PROBLEM TO SOLVE> Pick out every line in the material below that contains the string "cloud", and copy each one. Case counts.

RECORDS TO USE>
•••

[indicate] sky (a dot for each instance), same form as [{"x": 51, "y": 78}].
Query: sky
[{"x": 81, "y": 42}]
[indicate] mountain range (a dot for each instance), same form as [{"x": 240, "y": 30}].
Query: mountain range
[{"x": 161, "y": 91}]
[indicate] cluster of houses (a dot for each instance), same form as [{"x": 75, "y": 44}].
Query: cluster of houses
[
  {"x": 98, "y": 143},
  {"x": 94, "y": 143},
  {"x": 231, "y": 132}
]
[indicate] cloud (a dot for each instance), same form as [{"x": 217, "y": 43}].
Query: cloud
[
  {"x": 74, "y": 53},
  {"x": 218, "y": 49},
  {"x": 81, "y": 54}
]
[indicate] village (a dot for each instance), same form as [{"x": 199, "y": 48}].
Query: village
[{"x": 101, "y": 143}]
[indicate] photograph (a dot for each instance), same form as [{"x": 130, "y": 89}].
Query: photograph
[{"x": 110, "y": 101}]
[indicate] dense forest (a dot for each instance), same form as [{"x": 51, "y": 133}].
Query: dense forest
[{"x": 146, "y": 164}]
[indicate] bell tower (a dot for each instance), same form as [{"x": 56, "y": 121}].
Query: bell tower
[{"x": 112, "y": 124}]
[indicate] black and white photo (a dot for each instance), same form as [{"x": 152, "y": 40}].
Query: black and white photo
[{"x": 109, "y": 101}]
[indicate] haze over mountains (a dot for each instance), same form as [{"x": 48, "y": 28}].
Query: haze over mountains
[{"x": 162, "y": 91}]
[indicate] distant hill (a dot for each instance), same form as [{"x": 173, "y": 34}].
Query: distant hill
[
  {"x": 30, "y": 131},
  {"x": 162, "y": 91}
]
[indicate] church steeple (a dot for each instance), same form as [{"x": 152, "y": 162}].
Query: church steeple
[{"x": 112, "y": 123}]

•••

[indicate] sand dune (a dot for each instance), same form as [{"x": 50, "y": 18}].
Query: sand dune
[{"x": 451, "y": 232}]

•••

THE REPLY>
[indicate] cloud (a dot for each instance), same form as [{"x": 217, "y": 43}].
Query: cloud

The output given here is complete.